Segment Start: EXTRACT TO READ

No one knows what's the time scale for transformation. There has been some lab work at temperatures less than 80K, but Europa's surface is warmer than that and the time scales are sure to be longer at higher temperatures."

If hexagonal ice is discovered, it will certainly spur new lab experiments that measure the transformation time, which will in turn set limits on the age of the hexagonal ice. In that way scientists will be able to "date" cryo-volcanic activity on Europa more precisely than ever before, and possibly draw definitive conclusions about modern-day Europan oceans.

Many scientists would love to travel to Europa to study conditions there first-hand, but regular flights to Jupiter probably won't begin for some time. Meanwhile, there is an environment right here on Earth with significant similarities to Europa, a place called Lake Vostok.

In 1974, a team of scientists conducting airborne research passed over the Soviet research station Vostok in Antarctica. Their sounding instruments detected an expanse of water beneath the ice roughly the size of Lake Ontario.

Although Antarctica records some of the coldest temperatures on Earth, Lake Vostok is buried under four kilometers of ice. The ice sheet acts as a blanket, shielding the lake from cold temperatures on the surface. It is also thought that geothermal heat helps keep the water liquid.

Last year, Richard Hoover of NASA's Marshall Space Sciences Lab and Dr. S.S. Abyzov of the Russian Academy of Sciences used an Environmental Scanning Electron Microscope to examine ice cores from above Lake Vostok for evidence of microbiotic life. What they found surprised them.

"We've found some really bizarre things - things that we've never seen before," said Hoover. "There are all sorts of microorganisms in the ice. Some are readily recognizable as cyanobacteria, bacteria, fungi, spores, pollen grains, and diatoms, but some are not recognizable as anything we've ever seen before."

Hoover is about to begin new studies of the deep ice microorganisms in collaboration with Academician Mikhail V. Ivanov, Director of the Institute of Microbiology of the Russian Academy of Sciences to search for microorganisms in very deep samples of Vostok ice. The extremely deep ice samples from approximately 100 meters above the surface of the lake (about 400,000 years old) were obtained by an international team of US, Russian, and French scientists.

It's possible that Europa and Lake Vostok share a number of remarkable properties, including a kilometers-thick covering of ice over liquid water, an environment where life may have developed along unique evolutionary paths and subterranean waterways accessible to remote observation via radio sounding techniques and in situ observations by means of melting probes.

A group of scientists and engineers from JPL, The University of Nebraska, and the Woods Hole Oceanographic Institute have begun a research program to identify technologies needed for the exploration of both Lake Vostok and Europa.

Segment End: EXTRACT TO READ

■ YOUR TASK
In the passage on Europa and Lake Vostok, rewrite the section starting with "If hexagonal ice" and going on through "modern-day Europan oceans.", renaming "hexagonal ice" as "crystalline ice".

Segment Start: DATA PROVIDED

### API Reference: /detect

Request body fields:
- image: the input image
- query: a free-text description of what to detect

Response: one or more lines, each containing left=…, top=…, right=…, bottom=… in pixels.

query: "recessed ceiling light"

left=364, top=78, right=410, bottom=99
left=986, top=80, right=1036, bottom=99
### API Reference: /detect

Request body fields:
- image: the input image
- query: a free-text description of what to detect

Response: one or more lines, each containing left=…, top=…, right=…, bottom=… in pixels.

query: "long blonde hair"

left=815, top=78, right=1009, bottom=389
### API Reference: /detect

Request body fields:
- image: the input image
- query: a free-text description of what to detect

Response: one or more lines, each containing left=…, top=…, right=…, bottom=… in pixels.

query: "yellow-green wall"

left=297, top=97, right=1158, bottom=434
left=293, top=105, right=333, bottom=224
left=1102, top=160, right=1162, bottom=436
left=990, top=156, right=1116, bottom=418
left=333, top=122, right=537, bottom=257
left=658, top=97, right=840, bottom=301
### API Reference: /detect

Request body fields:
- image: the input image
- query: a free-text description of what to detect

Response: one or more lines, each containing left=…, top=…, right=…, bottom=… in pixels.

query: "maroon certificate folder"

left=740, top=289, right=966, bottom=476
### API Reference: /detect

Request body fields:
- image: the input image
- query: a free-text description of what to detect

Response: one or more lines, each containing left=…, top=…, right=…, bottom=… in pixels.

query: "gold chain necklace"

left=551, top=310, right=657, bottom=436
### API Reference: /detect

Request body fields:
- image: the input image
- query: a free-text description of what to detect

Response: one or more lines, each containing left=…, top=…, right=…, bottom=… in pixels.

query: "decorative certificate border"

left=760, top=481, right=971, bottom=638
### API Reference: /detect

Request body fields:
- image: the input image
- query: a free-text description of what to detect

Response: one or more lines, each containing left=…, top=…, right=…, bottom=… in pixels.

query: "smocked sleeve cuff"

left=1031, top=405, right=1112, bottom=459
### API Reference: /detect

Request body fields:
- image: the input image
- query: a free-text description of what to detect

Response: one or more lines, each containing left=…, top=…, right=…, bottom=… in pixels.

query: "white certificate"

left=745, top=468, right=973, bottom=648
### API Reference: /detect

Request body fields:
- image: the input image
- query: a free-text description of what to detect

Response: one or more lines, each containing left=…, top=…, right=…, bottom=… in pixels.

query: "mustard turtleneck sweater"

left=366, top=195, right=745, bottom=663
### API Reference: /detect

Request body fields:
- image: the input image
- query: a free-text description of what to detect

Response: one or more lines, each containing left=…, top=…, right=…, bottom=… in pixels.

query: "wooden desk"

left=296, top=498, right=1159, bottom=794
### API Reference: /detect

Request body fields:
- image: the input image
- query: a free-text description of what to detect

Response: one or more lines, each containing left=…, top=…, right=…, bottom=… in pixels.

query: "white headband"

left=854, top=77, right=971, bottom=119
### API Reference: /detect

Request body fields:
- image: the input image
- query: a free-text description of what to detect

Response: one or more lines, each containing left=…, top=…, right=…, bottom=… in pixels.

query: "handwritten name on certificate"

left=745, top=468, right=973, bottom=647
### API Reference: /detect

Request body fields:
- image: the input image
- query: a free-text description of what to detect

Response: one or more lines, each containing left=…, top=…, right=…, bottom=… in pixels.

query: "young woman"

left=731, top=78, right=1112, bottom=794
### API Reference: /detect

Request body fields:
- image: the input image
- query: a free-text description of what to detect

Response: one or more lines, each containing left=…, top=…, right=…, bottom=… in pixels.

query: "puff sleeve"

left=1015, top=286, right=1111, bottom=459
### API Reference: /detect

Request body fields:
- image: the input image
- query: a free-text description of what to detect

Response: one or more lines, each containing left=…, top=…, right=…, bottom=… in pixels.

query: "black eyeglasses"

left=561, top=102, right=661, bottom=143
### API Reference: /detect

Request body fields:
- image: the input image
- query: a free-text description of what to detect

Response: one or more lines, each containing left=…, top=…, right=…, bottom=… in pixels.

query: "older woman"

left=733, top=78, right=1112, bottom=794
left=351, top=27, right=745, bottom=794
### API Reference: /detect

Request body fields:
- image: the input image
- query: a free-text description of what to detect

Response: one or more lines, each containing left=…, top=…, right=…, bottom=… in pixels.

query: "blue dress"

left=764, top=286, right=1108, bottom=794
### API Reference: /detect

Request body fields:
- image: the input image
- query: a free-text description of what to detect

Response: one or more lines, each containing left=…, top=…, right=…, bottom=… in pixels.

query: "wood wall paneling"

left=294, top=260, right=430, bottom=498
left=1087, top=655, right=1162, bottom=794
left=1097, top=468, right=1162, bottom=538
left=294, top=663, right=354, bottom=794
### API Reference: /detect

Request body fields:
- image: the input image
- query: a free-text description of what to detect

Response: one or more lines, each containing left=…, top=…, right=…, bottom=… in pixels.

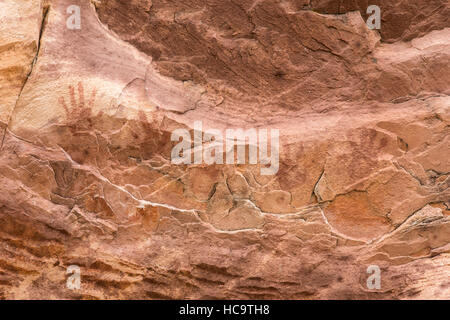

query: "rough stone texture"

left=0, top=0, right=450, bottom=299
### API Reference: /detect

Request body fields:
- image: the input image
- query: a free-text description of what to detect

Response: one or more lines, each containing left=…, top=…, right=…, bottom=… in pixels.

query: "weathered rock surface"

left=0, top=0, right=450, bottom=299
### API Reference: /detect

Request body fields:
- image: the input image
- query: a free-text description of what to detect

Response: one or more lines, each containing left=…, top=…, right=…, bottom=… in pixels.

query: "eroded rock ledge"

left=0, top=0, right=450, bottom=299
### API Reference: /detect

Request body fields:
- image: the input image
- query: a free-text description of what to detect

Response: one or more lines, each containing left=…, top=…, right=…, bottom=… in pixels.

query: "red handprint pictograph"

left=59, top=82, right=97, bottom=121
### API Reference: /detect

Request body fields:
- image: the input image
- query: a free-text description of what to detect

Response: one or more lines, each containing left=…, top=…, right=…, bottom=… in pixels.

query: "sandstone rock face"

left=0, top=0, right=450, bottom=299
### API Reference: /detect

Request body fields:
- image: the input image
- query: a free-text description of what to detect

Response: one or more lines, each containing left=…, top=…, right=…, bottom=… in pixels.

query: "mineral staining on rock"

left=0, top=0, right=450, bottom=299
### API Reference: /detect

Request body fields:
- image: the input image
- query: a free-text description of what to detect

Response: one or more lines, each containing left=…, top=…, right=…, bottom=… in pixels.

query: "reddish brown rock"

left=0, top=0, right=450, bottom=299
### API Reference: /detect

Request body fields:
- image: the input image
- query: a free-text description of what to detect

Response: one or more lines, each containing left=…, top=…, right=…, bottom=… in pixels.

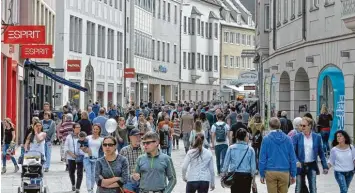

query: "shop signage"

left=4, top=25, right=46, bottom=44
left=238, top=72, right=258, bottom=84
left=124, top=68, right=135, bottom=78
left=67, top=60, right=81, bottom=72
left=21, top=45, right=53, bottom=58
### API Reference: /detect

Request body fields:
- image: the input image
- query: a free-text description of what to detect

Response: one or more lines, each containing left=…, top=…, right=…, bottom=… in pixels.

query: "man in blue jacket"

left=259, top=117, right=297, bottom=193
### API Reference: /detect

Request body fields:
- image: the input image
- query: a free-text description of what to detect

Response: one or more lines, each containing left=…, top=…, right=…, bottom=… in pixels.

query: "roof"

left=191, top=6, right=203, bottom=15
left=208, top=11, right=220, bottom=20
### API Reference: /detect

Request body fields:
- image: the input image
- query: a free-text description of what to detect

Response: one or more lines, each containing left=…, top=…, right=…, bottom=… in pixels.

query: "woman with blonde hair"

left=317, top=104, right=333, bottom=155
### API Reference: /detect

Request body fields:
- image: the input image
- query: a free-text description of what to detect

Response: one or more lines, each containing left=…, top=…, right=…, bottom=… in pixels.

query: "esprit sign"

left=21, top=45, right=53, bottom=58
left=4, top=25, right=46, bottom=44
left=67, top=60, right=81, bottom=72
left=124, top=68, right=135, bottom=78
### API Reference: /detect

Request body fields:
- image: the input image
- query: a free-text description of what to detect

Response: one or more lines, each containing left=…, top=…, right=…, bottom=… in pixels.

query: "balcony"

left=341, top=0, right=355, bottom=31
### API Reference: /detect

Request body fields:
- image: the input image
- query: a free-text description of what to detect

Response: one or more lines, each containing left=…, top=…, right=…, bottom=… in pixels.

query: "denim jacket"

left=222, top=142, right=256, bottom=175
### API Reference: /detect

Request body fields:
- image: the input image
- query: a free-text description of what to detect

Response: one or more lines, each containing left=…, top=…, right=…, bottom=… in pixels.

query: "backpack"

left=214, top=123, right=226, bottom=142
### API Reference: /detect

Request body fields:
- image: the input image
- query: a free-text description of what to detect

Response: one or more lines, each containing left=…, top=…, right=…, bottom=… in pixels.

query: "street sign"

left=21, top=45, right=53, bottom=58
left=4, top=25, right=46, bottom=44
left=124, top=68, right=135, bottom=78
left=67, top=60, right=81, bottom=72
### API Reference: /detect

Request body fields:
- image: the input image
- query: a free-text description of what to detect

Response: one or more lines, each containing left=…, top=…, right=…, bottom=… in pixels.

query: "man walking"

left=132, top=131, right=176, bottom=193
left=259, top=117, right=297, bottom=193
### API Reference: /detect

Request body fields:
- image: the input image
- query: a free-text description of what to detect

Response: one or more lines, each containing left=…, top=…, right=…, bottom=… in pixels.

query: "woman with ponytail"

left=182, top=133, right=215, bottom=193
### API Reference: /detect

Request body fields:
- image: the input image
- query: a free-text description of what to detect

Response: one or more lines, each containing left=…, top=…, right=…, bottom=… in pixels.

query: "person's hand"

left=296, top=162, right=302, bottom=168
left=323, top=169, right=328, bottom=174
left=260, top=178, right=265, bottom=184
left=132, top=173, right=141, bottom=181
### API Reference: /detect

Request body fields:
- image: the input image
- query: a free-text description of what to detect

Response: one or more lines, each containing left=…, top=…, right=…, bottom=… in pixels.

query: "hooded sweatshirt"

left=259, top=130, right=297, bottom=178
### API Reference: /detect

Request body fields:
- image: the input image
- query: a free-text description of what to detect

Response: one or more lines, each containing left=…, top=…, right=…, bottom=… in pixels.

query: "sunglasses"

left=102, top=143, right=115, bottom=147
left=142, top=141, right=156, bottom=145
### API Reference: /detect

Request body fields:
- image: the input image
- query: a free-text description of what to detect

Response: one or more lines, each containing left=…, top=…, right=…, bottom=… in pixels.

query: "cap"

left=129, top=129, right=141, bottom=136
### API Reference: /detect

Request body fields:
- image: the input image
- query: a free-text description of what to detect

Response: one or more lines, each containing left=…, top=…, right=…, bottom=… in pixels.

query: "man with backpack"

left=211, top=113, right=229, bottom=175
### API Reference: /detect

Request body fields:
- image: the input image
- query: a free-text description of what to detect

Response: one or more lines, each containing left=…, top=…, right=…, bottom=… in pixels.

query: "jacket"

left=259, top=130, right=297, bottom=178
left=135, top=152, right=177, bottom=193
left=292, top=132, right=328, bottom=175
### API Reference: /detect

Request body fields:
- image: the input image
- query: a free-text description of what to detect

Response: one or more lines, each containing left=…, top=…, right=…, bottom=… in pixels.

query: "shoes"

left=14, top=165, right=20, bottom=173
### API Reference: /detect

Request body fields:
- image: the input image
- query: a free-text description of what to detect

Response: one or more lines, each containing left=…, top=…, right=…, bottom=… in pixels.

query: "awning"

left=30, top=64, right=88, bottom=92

Segment End: DATA PROVIDED

■ EXERCISE RESPONSE
If crystalline ice is discovered, it will certainly spur new lab experiments that measure the transformation time, which will in turn set limits on the age of the crystalline ice. In that way scientists will be able to "date" cryo-volcanic activity on Europa more precisely than ever before, and possibly draw definitive conclusions about modern-day Europan oceans.